Prompt
Reproduce the following material verbatim, leaving out the pictures.

[Entries for pointing at labeled objects]
============================================================

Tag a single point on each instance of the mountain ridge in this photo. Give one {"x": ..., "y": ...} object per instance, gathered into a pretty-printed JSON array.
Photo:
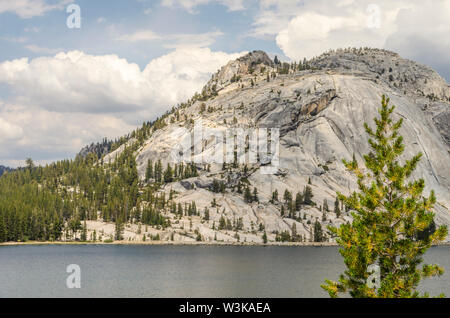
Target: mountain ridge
[
  {"x": 319, "y": 107},
  {"x": 161, "y": 183}
]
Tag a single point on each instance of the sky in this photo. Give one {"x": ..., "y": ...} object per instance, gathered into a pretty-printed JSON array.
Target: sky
[{"x": 73, "y": 72}]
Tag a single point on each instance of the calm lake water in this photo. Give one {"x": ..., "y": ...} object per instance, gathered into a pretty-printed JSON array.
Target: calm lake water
[{"x": 180, "y": 271}]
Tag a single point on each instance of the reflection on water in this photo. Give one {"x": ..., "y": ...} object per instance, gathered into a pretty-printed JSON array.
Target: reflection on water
[{"x": 180, "y": 271}]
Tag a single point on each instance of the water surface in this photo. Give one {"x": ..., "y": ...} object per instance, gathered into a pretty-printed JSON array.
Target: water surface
[{"x": 180, "y": 271}]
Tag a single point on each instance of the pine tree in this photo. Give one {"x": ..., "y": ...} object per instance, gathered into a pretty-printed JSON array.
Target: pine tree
[
  {"x": 325, "y": 206},
  {"x": 149, "y": 170},
  {"x": 337, "y": 210},
  {"x": 265, "y": 237},
  {"x": 318, "y": 232},
  {"x": 308, "y": 195},
  {"x": 389, "y": 211},
  {"x": 255, "y": 195}
]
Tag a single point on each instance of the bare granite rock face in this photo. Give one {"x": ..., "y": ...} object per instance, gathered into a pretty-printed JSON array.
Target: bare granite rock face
[{"x": 320, "y": 114}]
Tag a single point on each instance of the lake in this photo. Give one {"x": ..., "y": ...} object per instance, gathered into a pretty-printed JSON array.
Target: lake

============================================================

Full output
Tag a single point on each instance of the mountain ridge in this photo. Give one {"x": ..., "y": ...} object per instance, gathered into a pretty-printed JSON array.
Photo:
Target: mountain ridge
[
  {"x": 319, "y": 107},
  {"x": 161, "y": 183}
]
Tag a single point on each instance of the sky in this photo. Give one {"x": ..., "y": ...} object per instance, gathered into a pretty-printed JSON array.
Target: sky
[{"x": 73, "y": 72}]
Tag a single point on each instance of the calm lake water in this photo. Give one {"x": ..., "y": ...} object per instance, gathered into a pretty-printed JSON array.
Target: calm lake water
[{"x": 180, "y": 271}]
Tag a single point on each instance of the reflection on water in this photo. Give one {"x": ..., "y": ...} object per instance, gathered into a pretty-printed JSON array.
Target: reflection on water
[{"x": 180, "y": 271}]
Tag a single point on each instance of the water surface in this photo. Give one {"x": ..., "y": ...} object per instance, gathered into a pretty-printed JSON array.
Target: water surface
[{"x": 180, "y": 271}]
Tag a single point on each instance of the pine tree in this photo. Give one {"x": ..., "y": ...} object per instance, gathered into a pretty-printed JSON array.
Target: pine tree
[
  {"x": 325, "y": 206},
  {"x": 149, "y": 170},
  {"x": 337, "y": 210},
  {"x": 265, "y": 237},
  {"x": 318, "y": 232},
  {"x": 308, "y": 195},
  {"x": 389, "y": 211},
  {"x": 255, "y": 195}
]
Tag a single point on each instance of the bare granite rock face in this photo. Give one {"x": ..., "y": ...} object per instance, gathered into a pretty-printed JSON array.
Target: bare granite rock face
[{"x": 320, "y": 114}]
Tag a single point on each instance of the lake in this photo. Give one {"x": ..., "y": ...} object per instance, gathered into a pretty-printed JSON array.
Target: lake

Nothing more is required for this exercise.